[Given request a]
Check each statement against the repository description and answer yes or no, quoting the words that decide it: (i) feature embeddings cut data size by more than 6,000 times; (ii) single-frame analysis relies on spatio-temporal autoencoders; (iii) the dataset videos carry species and action annotations.

[Source excerpt]
This repository contains the official implementation for: "Optimizing IoT Video Data: Dimensionality Reduction for Efficient Deep Learning on Edge Computing". It implements state-of-the-art dimensionality reduction techniques tailored for analyzing bird behaviors from video data, enabling efficient processing on resource-constrained environments like edge computing devices.
-
Dimensionality Reduction Methods:
- Feature Embeddings: Extract embeddings from pre-trained video models like Swin Transformer, reducing data size by over 6,000 times while maintaining high classification accuracy.
- Autoencoders: Compress video data using spatio-temporal autoencoders, achieving significant reductions in data size.
- Single-Frame Analysis: Process individual frames using CNNs, Vision Transformers, or DINO+HoG, leveraging spatial features for classification.
-
Dataset:
- Visual WetlandBirds Dataset: Includes videos of bird behaviors such as feeding, preening, and swimming, annotated with species and actions. The dataset is described in the dataset paper and available on GitHub.
├── Single_Frame_CNN_Transformer/ # Implementation of single-frame analysis using CNNs and Vision Transformers
├── Single_Frame_Dino_HoG/ # Implementation of single-frame analysis using DINO and HoG features
├── features/ # Feature embedding extraction from pre-trained video models
├── reduction_autoencoder/ # Implementation of the autoencoder method
├── LICENSE
├── README.md

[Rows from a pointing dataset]
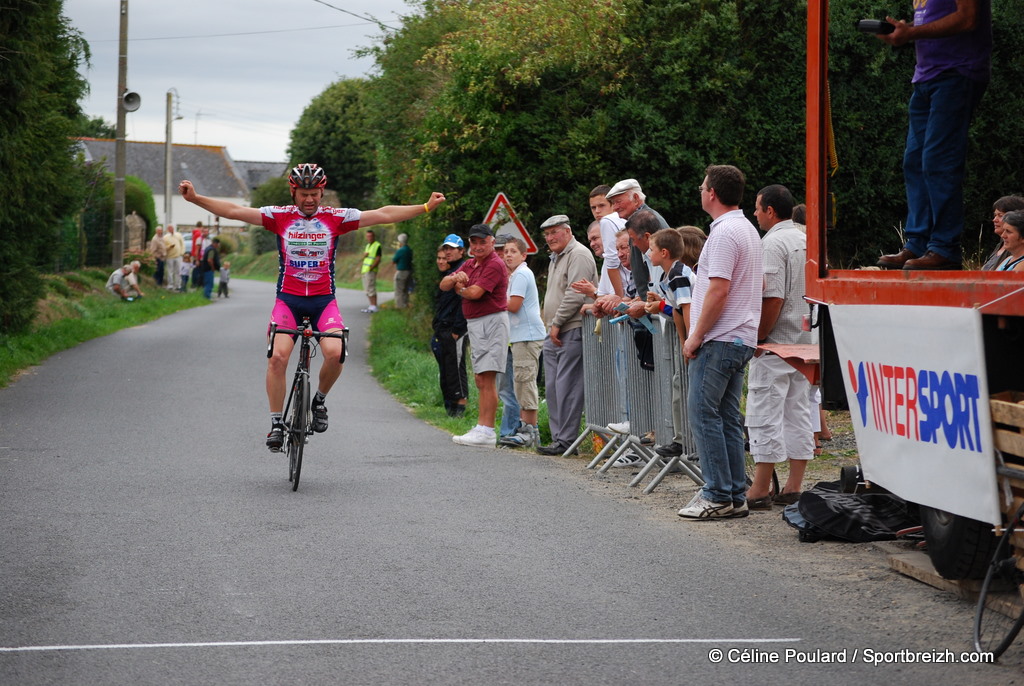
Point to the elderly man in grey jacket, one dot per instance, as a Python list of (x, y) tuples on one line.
[(570, 261)]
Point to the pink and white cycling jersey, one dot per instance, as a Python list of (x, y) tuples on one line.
[(306, 246)]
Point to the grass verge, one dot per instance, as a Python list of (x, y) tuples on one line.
[(77, 308), (400, 359)]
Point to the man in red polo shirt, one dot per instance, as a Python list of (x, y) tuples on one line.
[(482, 284)]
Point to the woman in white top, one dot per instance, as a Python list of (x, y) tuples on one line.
[(1013, 242)]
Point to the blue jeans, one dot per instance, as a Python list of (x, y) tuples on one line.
[(716, 377), (208, 285), (934, 162), (506, 391)]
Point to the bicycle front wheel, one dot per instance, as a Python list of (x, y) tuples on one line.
[(999, 615), (297, 423)]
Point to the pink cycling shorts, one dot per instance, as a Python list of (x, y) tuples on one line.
[(322, 310)]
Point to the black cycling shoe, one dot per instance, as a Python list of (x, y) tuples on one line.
[(320, 417), (275, 439)]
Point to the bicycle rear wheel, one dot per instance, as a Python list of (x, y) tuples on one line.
[(999, 615), (297, 424)]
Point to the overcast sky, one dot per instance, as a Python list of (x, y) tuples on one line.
[(244, 70)]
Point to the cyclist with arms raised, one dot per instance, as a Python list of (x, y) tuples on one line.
[(307, 237)]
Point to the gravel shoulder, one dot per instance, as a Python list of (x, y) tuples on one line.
[(850, 577)]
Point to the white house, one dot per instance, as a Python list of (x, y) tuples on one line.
[(210, 169)]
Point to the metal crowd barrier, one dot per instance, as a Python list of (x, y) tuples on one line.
[(617, 388)]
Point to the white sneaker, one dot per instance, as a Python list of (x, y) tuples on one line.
[(620, 427), (521, 438), (701, 508), (628, 460), (476, 436)]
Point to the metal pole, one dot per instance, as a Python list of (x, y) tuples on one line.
[(117, 245), (168, 152)]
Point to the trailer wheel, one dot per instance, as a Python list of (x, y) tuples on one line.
[(960, 548)]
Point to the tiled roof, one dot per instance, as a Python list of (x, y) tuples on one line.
[(210, 168), (258, 173)]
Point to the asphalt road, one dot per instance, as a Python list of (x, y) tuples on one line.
[(148, 538)]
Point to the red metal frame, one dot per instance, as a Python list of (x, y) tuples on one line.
[(993, 293)]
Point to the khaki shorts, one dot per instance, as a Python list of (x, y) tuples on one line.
[(525, 362), (488, 342), (370, 284)]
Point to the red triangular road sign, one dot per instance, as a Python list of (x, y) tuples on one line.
[(503, 219)]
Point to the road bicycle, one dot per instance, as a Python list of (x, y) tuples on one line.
[(999, 615), (298, 416)]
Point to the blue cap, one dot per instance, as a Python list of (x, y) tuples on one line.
[(454, 241)]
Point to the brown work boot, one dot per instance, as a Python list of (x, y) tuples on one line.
[(895, 261), (931, 261)]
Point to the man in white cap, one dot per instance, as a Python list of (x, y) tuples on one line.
[(570, 261), (482, 285), (627, 199)]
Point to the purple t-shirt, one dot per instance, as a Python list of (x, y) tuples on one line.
[(967, 53)]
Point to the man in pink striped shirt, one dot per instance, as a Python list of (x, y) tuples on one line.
[(723, 335)]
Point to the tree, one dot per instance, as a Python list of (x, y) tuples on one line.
[(40, 88), (333, 133)]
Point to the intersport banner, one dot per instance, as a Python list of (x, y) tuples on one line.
[(915, 382)]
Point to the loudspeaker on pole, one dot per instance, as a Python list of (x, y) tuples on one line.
[(130, 100)]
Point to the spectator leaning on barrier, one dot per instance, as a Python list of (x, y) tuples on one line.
[(482, 284), (159, 251), (506, 385), (402, 259), (175, 250), (371, 263), (627, 199), (609, 223), (570, 262), (670, 297), (123, 284), (778, 397), (722, 337), (526, 329), (449, 342)]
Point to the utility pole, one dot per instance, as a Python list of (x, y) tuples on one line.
[(168, 156), (120, 149)]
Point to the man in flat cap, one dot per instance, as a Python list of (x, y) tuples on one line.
[(570, 261), (482, 284)]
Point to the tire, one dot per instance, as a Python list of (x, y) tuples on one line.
[(297, 424), (960, 548), (994, 631)]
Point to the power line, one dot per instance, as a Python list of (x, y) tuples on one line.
[(248, 33), (366, 17)]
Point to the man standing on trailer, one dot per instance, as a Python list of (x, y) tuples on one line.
[(953, 42)]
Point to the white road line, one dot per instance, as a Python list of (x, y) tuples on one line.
[(387, 641)]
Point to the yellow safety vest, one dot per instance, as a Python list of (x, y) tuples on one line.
[(368, 257)]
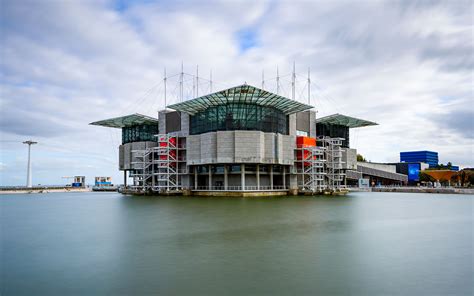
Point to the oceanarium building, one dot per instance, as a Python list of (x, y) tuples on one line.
[(238, 141)]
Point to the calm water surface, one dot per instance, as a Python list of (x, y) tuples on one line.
[(362, 244)]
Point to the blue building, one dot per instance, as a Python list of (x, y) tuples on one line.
[(428, 157)]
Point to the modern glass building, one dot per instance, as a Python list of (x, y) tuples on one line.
[(239, 141), (428, 157)]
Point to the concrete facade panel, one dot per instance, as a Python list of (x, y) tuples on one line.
[(193, 149), (247, 146), (225, 147)]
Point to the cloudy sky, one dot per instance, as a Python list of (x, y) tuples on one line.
[(407, 65)]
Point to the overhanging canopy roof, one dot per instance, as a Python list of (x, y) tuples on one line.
[(241, 94), (126, 121), (339, 119)]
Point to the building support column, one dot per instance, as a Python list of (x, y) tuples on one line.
[(226, 177), (242, 176), (210, 177), (258, 177), (271, 176), (195, 178)]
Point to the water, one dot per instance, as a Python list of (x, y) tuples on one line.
[(363, 244)]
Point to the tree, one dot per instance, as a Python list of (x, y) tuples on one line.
[(470, 178)]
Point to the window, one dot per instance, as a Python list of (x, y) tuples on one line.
[(239, 116), (139, 133)]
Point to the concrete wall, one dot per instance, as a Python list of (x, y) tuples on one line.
[(184, 124), (312, 124), (378, 166), (225, 146), (240, 147), (208, 143), (126, 155), (162, 122)]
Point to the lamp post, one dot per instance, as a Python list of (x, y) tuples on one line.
[(28, 177)]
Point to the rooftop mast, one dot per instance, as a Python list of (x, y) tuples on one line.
[(197, 81), (29, 175), (210, 81), (164, 81), (293, 79), (309, 86), (278, 82)]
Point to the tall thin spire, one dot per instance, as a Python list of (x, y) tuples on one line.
[(197, 81), (278, 82), (210, 81), (293, 81), (309, 86)]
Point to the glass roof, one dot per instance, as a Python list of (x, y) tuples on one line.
[(126, 121), (344, 120), (241, 94)]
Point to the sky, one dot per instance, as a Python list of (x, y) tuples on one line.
[(407, 65)]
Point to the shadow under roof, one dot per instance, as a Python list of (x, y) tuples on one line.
[(241, 94), (339, 119), (126, 121)]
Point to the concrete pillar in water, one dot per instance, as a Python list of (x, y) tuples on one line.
[(195, 178), (284, 177), (226, 181), (210, 177), (242, 176)]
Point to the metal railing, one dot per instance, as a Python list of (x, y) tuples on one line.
[(239, 188)]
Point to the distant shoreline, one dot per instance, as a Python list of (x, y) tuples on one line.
[(451, 190), (43, 190)]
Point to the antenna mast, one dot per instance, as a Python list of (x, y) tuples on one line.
[(309, 86), (210, 81), (28, 174), (278, 81), (181, 78)]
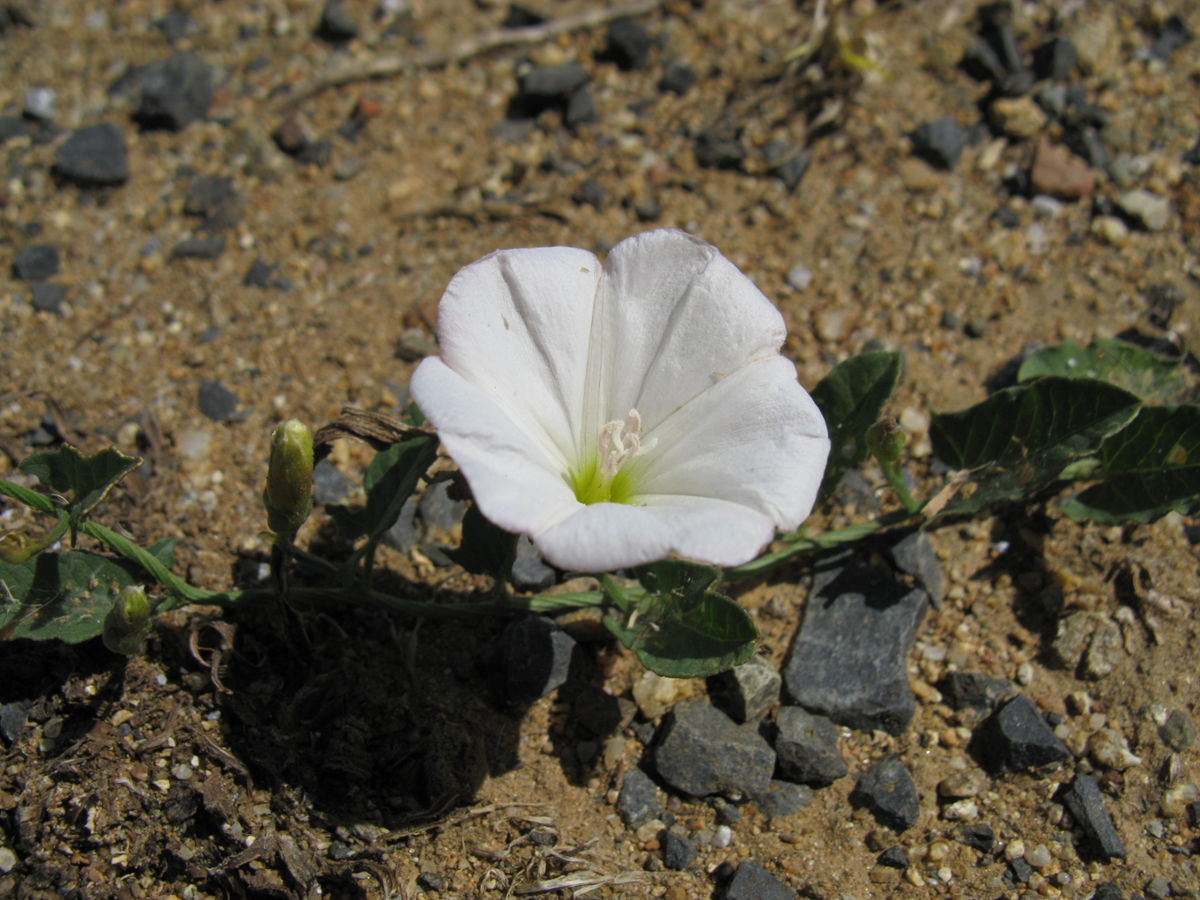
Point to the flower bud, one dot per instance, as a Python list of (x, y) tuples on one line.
[(886, 441), (288, 493), (129, 622)]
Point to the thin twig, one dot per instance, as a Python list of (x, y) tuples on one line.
[(396, 64)]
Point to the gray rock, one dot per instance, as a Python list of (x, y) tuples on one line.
[(94, 157), (629, 45), (915, 555), (1015, 737), (534, 658), (217, 402), (199, 247), (552, 82), (438, 510), (784, 798), (37, 263), (1177, 732), (753, 882), (637, 801), (47, 297), (678, 852), (529, 573), (1086, 804), (1145, 209), (940, 143), (702, 753), (175, 93), (751, 689), (329, 485), (847, 661), (973, 690), (807, 747), (888, 791)]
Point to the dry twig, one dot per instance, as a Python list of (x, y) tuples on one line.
[(397, 64)]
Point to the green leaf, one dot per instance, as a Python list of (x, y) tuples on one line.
[(1149, 469), (88, 478), (1153, 378), (389, 480), (851, 399), (486, 549), (63, 595), (681, 629), (1020, 439)]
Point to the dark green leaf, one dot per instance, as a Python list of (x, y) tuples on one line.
[(1019, 441), (63, 595), (1147, 375), (486, 549), (88, 478), (1149, 469), (851, 399)]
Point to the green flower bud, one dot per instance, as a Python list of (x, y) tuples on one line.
[(288, 493), (129, 622), (886, 441)]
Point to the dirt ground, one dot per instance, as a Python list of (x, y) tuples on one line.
[(313, 774)]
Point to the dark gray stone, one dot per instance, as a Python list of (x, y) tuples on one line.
[(637, 801), (753, 882), (210, 247), (47, 297), (1086, 804), (783, 798), (175, 93), (217, 402), (37, 263), (1055, 59), (715, 150), (678, 78), (581, 109), (1015, 737), (915, 555), (887, 790), (750, 689), (678, 852), (703, 751), (438, 510), (940, 143), (1177, 732), (847, 661), (529, 573), (807, 747), (405, 534), (329, 485), (973, 690), (551, 82), (336, 25), (793, 169), (629, 45), (94, 157), (534, 658)]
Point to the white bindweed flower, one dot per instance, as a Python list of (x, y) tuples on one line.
[(623, 413)]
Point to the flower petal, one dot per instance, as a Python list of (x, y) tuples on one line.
[(754, 438), (516, 324), (515, 485), (672, 317), (611, 535)]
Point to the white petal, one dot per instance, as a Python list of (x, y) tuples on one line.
[(672, 317), (755, 438), (516, 324), (515, 485), (611, 535)]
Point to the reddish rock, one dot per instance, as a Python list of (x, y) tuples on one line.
[(1060, 173)]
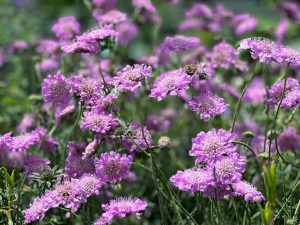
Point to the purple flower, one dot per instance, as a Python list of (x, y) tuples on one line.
[(67, 111), (48, 65), (126, 32), (37, 210), (170, 83), (256, 92), (48, 144), (208, 105), (66, 27), (141, 137), (26, 123), (249, 192), (105, 4), (121, 207), (97, 34), (289, 139), (24, 141), (88, 185), (35, 164), (176, 44), (113, 167), (223, 55), (130, 77), (291, 97), (267, 51), (144, 4), (88, 90), (157, 123), (55, 89), (210, 146), (243, 23), (81, 47), (228, 169), (281, 29), (76, 166), (191, 180), (68, 194), (100, 122), (5, 141)]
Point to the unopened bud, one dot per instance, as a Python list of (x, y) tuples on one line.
[(164, 142), (90, 149), (67, 111)]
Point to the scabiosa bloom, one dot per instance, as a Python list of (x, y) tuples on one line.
[(228, 169), (243, 23), (35, 164), (281, 29), (100, 122), (88, 185), (292, 98), (212, 145), (121, 207), (67, 194), (193, 180), (141, 136), (75, 165), (24, 141), (170, 83), (55, 89), (48, 144), (112, 167), (208, 105), (256, 92), (81, 47), (157, 123), (130, 77), (66, 27), (275, 92), (26, 123), (68, 110), (48, 65), (105, 4), (97, 34), (267, 51), (88, 90), (249, 192), (5, 141), (223, 55), (289, 139), (176, 44), (126, 32), (37, 210)]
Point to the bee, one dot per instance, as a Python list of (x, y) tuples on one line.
[(196, 69)]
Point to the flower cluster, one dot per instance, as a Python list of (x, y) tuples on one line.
[(224, 166), (291, 93), (268, 51), (121, 207)]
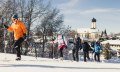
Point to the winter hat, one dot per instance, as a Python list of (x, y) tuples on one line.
[(15, 16)]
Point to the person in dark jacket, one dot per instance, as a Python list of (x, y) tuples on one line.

[Given request b]
Reproduce the rows from their start down to the line that contains "[(77, 308), (400, 359)]", with both ends included. Leave out the pictures.

[Expected answer a]
(i) Yes: "reducing data size by over 6,000 times while maintaining high classification accuracy"
(ii) No: "Process individual frames using CNNs, Vision Transformers, or DINO+HoG"
(iii) Yes: "annotated with species and actions"

[Expected answer b]
Point to the elderly man in grey jacket, one dot per instance, as a Python list of (x, y) tuples on one line.
[(570, 261)]
Point to the pink and white cycling jersey, one dot per instance, as a Python list of (x, y) tuples on one line.
[(306, 246)]
Point to the grass verge, one dot per instance, as a Python list of (x, y) tuples on one line.
[(77, 308), (400, 359)]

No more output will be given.